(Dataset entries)
****

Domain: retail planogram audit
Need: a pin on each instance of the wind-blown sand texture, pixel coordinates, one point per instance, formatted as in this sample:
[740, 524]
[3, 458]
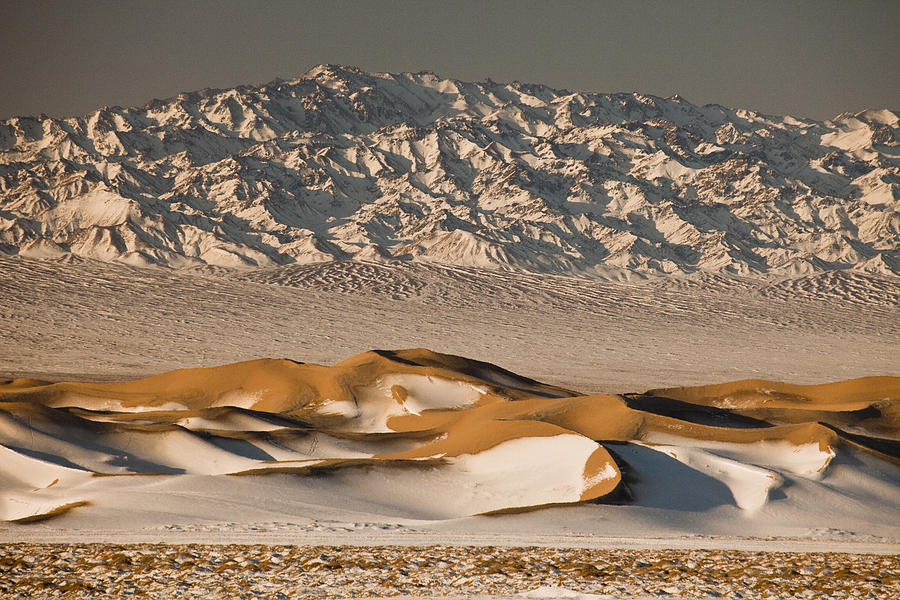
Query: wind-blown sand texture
[429, 436]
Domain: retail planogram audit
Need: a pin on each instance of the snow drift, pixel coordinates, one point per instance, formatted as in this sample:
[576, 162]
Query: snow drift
[433, 436]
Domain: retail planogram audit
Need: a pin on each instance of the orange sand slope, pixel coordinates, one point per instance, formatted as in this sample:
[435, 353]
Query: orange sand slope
[485, 439]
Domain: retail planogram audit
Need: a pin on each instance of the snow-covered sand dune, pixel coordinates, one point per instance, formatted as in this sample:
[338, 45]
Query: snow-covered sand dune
[413, 435]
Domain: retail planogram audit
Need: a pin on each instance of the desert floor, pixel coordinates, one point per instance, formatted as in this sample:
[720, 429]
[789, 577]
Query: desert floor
[92, 321]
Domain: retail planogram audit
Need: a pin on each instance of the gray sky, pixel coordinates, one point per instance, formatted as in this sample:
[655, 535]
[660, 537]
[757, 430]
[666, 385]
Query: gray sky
[813, 59]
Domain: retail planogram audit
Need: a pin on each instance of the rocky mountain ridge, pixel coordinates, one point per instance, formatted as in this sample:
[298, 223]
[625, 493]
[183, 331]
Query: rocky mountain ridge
[344, 164]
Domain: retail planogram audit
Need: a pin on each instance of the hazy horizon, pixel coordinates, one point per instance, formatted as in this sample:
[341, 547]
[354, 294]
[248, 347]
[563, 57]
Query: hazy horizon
[803, 58]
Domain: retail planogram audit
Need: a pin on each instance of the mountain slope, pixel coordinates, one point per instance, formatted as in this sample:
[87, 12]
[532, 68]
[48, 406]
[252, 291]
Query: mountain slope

****

Copy out every line of the items above, shifting each pixel coordinate in the answers by -50 and leaving all other numbers unchanged. Omit the pictures.

Domain: retail planogram audit
Need: a pin on each instance of the wind-blown sand texture, pixel coordinates, one point per instance, formatted as in this sample:
[740, 524]
[3, 458]
Query: wind-blown sand texture
[379, 386]
Domain: retail planogram audit
Need: a pin on each instance of the snow drift, pixel coordinates, one point per instance, formatted as in this sample:
[576, 162]
Query: snow drift
[383, 386]
Domain: retail planogram audit
Need: a pin on each instance of the orange sand slope, pixel coordinates, one point per instance, formatted as in this sample:
[435, 353]
Query: orange sand slope
[435, 389]
Domain: retail planogram audit
Need: a pin on each instance of the snow-covered sand dune, pixel coordinates, one point per instance, formatted as in this sample:
[338, 45]
Query: snow-covered sand dune
[363, 385]
Domain: retail planogram audit
Need: a pin on each instance of the desert floor, pixel coordinates, one point per instance, formatted as in this sample:
[720, 429]
[789, 577]
Query: desert floor
[42, 271]
Domain: retail planogram audit
Need: a pin on each instance of the gray sky, pixel coordinates, one point per instance, formatted as in this sample:
[655, 535]
[660, 537]
[757, 430]
[666, 385]
Query: gray sky
[763, 9]
Domain: retail planogram audit
Need: a pin on each instance of the rocky mountain ridge, pixel coordinates, one point per instance, formatted as in this sample:
[298, 223]
[625, 493]
[183, 331]
Query: rocky mountain ridge
[294, 114]
Domain: retail planogram audit
Need: a pin on each instance of the hazy horizon, pixel coordinates, one point per instance, formatted as in this sample:
[341, 547]
[354, 294]
[248, 347]
[563, 57]
Query: hazy horizon
[753, 8]
Domain: retail planogram audit
Need: a pin on each instance of the mountain slope, pixel coordinates, one point per instance, formatted as in this sample:
[87, 12]
[532, 68]
[48, 406]
[252, 291]
Query: mountain slope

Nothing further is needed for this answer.